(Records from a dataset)
_____

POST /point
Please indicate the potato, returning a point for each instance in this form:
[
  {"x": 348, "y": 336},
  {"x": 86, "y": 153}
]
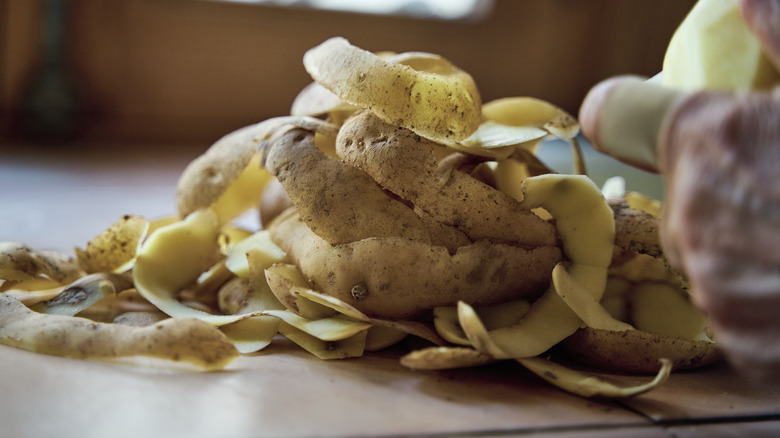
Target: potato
[
  {"x": 186, "y": 340},
  {"x": 441, "y": 102},
  {"x": 714, "y": 49},
  {"x": 340, "y": 203},
  {"x": 404, "y": 163},
  {"x": 19, "y": 262},
  {"x": 637, "y": 351},
  {"x": 228, "y": 177},
  {"x": 393, "y": 287}
]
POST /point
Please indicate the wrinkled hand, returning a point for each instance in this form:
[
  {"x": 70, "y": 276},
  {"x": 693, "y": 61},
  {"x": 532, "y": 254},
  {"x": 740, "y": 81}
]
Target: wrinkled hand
[{"x": 719, "y": 154}]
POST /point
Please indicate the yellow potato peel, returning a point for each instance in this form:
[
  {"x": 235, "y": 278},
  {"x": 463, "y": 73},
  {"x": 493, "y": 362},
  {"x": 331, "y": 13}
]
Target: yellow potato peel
[
  {"x": 185, "y": 340},
  {"x": 585, "y": 385}
]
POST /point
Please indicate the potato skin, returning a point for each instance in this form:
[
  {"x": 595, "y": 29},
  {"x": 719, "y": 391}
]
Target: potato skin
[
  {"x": 405, "y": 164},
  {"x": 398, "y": 278},
  {"x": 341, "y": 203},
  {"x": 636, "y": 351}
]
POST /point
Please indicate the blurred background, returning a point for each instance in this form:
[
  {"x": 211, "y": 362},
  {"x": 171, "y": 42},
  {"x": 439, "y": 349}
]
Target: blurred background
[{"x": 189, "y": 71}]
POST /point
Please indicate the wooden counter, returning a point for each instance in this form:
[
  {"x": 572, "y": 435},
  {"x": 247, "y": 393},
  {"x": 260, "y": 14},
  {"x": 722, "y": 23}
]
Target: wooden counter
[{"x": 60, "y": 197}]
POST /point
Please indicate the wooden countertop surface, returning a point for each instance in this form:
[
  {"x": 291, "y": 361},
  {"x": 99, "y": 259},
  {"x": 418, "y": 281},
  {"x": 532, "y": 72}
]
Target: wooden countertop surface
[{"x": 60, "y": 197}]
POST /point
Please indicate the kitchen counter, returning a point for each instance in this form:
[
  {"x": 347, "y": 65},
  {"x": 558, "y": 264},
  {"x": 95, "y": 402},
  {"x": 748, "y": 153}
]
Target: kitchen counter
[{"x": 60, "y": 197}]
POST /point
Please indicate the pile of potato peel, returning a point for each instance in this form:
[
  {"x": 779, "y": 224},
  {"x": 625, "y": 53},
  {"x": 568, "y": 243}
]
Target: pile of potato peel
[{"x": 394, "y": 203}]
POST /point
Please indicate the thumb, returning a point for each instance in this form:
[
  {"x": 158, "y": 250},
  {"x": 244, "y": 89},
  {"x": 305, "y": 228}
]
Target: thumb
[{"x": 623, "y": 117}]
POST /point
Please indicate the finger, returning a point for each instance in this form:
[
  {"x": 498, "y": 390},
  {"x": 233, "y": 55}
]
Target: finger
[
  {"x": 763, "y": 17},
  {"x": 623, "y": 116}
]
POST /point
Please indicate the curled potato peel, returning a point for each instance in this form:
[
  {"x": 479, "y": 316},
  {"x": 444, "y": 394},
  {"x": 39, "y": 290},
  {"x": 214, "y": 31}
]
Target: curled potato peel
[
  {"x": 443, "y": 104},
  {"x": 586, "y": 226},
  {"x": 187, "y": 340}
]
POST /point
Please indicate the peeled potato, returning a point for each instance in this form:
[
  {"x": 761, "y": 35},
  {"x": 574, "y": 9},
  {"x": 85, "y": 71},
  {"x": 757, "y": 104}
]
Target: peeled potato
[
  {"x": 713, "y": 48},
  {"x": 441, "y": 103}
]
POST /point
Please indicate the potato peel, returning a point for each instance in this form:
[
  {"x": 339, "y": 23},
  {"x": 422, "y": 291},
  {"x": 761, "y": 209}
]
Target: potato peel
[{"x": 589, "y": 386}]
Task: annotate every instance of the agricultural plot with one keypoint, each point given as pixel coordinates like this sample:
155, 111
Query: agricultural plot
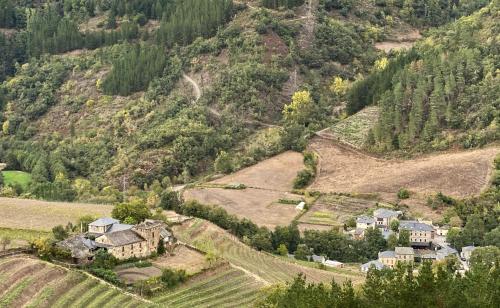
457, 174
12, 178
258, 205
267, 268
228, 287
334, 210
29, 282
275, 173
133, 274
43, 215
183, 258
354, 129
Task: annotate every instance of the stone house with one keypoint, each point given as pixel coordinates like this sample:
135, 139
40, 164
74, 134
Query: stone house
364, 222
404, 254
384, 217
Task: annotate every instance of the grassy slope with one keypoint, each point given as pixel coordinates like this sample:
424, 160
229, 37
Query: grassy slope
16, 177
33, 283
268, 268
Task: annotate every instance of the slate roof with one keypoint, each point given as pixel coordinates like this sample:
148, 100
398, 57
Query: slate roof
105, 221
119, 227
387, 254
404, 251
385, 213
125, 237
79, 246
365, 220
376, 263
414, 226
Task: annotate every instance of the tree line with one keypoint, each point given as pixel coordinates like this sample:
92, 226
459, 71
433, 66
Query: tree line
274, 4
434, 286
192, 19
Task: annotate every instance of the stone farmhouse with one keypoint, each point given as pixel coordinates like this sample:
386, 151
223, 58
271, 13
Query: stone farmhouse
384, 217
390, 258
123, 241
421, 234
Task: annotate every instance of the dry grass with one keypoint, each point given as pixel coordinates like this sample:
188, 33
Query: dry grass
258, 205
43, 215
267, 182
457, 174
276, 173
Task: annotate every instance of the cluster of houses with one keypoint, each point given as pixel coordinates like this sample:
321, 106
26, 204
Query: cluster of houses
123, 241
423, 240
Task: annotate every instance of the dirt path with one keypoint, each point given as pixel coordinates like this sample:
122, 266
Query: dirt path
196, 87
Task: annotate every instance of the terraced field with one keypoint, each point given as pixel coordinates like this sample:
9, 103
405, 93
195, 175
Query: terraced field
354, 129
267, 268
229, 287
29, 282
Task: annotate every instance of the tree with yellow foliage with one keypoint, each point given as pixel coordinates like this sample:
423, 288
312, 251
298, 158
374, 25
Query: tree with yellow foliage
300, 109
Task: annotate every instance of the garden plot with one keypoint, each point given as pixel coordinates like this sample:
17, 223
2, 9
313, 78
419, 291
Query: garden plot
183, 258
258, 205
333, 211
43, 215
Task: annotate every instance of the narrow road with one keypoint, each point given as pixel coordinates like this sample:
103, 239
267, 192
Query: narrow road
196, 87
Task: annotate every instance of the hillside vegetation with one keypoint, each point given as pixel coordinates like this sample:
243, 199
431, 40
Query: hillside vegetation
442, 92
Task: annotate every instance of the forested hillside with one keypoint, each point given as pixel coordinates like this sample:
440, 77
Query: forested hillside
93, 101
443, 92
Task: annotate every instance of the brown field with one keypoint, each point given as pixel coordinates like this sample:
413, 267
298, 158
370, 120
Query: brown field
267, 182
457, 174
258, 205
43, 215
276, 173
133, 274
183, 258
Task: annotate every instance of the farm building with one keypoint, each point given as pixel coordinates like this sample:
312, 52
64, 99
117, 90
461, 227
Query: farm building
81, 249
375, 263
123, 241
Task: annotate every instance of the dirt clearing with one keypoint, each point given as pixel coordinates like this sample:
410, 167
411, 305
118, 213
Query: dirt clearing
275, 173
259, 205
458, 174
43, 215
184, 258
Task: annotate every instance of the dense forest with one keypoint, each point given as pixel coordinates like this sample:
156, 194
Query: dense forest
161, 137
444, 91
434, 286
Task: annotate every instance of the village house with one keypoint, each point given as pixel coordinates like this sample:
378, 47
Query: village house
390, 258
364, 222
123, 241
404, 254
384, 217
81, 249
421, 234
374, 263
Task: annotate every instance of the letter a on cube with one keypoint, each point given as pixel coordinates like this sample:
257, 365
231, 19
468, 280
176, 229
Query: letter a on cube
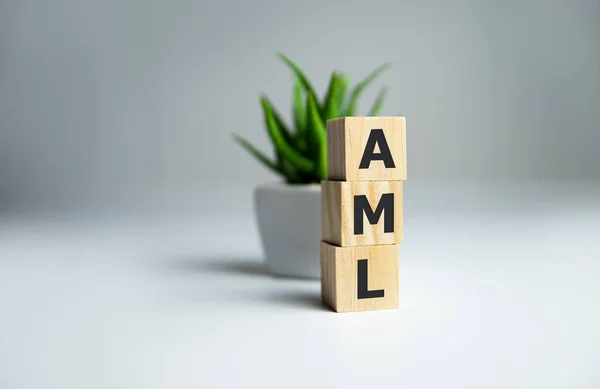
359, 278
366, 149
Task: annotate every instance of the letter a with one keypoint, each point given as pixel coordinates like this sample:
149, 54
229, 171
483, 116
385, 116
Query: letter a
377, 137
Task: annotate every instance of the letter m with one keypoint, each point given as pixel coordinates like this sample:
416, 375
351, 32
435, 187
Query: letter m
362, 207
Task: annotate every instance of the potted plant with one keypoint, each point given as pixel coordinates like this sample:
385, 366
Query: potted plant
289, 211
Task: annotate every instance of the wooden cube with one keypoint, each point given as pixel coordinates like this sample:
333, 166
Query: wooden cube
361, 213
360, 278
366, 148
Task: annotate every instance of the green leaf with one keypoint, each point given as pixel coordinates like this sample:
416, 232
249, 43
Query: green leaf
319, 136
330, 108
358, 89
376, 108
299, 74
259, 155
299, 111
344, 83
281, 145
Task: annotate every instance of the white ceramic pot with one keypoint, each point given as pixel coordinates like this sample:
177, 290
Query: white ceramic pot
289, 220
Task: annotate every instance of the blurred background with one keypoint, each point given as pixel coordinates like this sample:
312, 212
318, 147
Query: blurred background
115, 102
122, 106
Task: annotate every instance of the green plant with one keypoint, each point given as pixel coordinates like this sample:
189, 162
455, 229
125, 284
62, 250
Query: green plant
301, 149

_____

- Goal of the exercise -
All lines above from the one containing "Task: annotate every instance of the tree line" to the one containing "Task: annotate every instance of the hillside" must be repeated exactly, both lines included, and no others.

- Output of the exercise -
Task: annotate every instance of the tree line with one keypoint, each point given as pixel coordinates like this sample:
92, 226
459, 71
433, 66
Query: tree line
274, 4
434, 286
192, 19
Task: annotate every instance of the stone farmhouse with one keypoint, each point given as pixel coordinates like this sample:
386, 151
223, 58
271, 13
Query: stone farmhouse
384, 217
390, 258
123, 241
421, 234
Task: annotate every instance of the dry grass with one keypoint, each point given as pixel coordinates like this sample:
188, 33
Query: dry grass
258, 205
43, 215
267, 182
457, 174
276, 173
Task: annotate every instance of the cluster of houses with one keypoint, each point given as pixel coordinates like this sample:
321, 106
26, 204
Query: cluster of houses
123, 241
423, 240
Task: annotate every instance of the dirt path with one keypoint, each point given as pixel coordinates like this sample:
122, 266
Query: dirt path
196, 87
Task: annotate every instance of the terraced field with one keypoint, each point given as pixel coordinates like this sample:
9, 103
405, 93
195, 175
Query: terraced field
354, 129
267, 268
229, 287
29, 282
Task: annotate every instance of the tree with yellow foliage with one keypoint, each point given as pixel coordinates like this sample:
423, 288
312, 251
298, 158
374, 25
Query: tree with yellow foliage
300, 109
Task: annotate every instance of the garden plot with one keypoint, each point given as pixel coordinates like this sample:
17, 223
2, 9
313, 78
419, 291
Query: garden plot
183, 258
258, 205
333, 211
43, 215
Task: annotate every instance of the narrow road with one keypoint, each point given as pixel coordinates like this sample:
103, 239
267, 192
Query: narrow road
196, 87
Task: annotate every instance of the hillside vegetation with one keypoint, each point given as pixel coordinates like this sample:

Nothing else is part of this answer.